Start of Selected excerpt

You’re pretty internet savvy so you’re aware that when you search for something on Google and see and see a sponsored ad for it on Facebook a few days later that it’s not a coincidence. But are you aware just how much your apps gossip about you? Do you know who is recording the results of that silly quiz you took online? Have you cleared your web browser history…ever?
Online everything relies on algorithms – mathematical equations that tell computer programming where to take you and how to get you there – personalized by individual users (a.k.a. you) to produce information. What you like on Facebook, who your friends are and what they like, and what advertising you click could influence the trending list of articles you get to read every day. Do you make fun of your clueless friend, the one you think lives in a bubble of their own creation? Well, the content you read online could be so finely-filtered that you're living in your own bubble, and you don't even know it. It’s called a filter bubble. Your search history and internet surfing behaviour could influence the Google search results you get.
Same goes for every social media platform and every search tool and every tool you have to use those tools. Cookies help websites help you remember what you did on your last visit, whether to fill in form fields, save your shopping cart, or understand your behaviour as a user. Is living in a filter bubble bad? It’s quite helpful when you’re shopping for clothes or wondering how to change a headlight.

End of Selected excerpt

### Actions to take
1) Copy the filter bubble passage from "You’re pretty internet" up to and including "web browser history…ever?", swapping "quiz" for "poll".
2) Carry on with the piece about filter bubbles from the point where it ends.

Start of Information provided

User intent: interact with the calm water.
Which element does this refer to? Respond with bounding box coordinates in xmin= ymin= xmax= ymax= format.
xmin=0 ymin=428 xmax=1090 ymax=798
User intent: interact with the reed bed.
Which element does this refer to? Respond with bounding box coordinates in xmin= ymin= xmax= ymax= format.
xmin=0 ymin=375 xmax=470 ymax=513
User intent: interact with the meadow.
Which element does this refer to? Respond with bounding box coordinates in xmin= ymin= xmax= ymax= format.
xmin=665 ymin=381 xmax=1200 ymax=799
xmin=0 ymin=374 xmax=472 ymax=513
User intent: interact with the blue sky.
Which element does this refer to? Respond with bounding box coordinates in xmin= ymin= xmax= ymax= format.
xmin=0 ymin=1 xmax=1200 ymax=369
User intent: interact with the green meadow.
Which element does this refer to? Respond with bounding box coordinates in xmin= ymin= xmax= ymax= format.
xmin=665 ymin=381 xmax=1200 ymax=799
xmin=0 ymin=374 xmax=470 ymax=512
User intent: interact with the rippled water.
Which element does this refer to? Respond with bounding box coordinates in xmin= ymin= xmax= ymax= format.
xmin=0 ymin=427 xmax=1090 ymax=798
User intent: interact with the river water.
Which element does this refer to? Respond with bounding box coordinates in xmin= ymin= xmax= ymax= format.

End of Information provided

### Answers for the tasks
1)
You’re pretty internet savvy so you’re aware that when you search for something on Google and see and see a sponsored ad for it on Facebook a few days later that it’s not a coincidence. But are you aware just how much your apps gossip about you? Do you know who is recording the results of that silly poll you took online? Have you cleared your web browser history…ever?

2)
If you consume information via social media platforms only, (or even just a tiny bit), the headlines you see are probably curated based on your own likes, and those of your friends and family. So, not organic results. Perhaps not even real. #FakeNews (stay tuned for that post). We, as humans, tend to focus on what we want, on what we believe, and that’s not the whole picture. Without different perspectives on any given topic we lose sight of what could be. If you don’t know something, you can’t possibly know it. And if you can’t find it, you really can’t know about it.
Who is operating that sponsored ad? Why have they targeted you? Ask yourself these questions before you click. Facebook’s recent press release about the $100,000 USD spent on advertising by 470 “inauthentic accounts” (fakes!) should be a huge wakeup call for all social media users. Likewise, the recent experiment by Buzzfeed demonstrating that it is possible to target advertising based on anti-Semitic keywords, despite the platform’s integrated efforts to prevent that from happening.
Regardless as to whether you think it’s justifiable to target advertising based on someone’s religious or political views, the point is that it can happen. While it’s important to call out such behaviour, it’s equally important to take stock in how these actions directly affect you, your news intake, your shopping habits, and your world education. Consider that a great deal of political campaigning, medical reports, and news in general is consumed online.
There are ways to open up your line of information absorption through actions both online and in person. Start now by recognizing whether your news displays lean towards any one particular side of the conversation, and if everything you’re presented with tends to support your own habits, likes, and beliefs.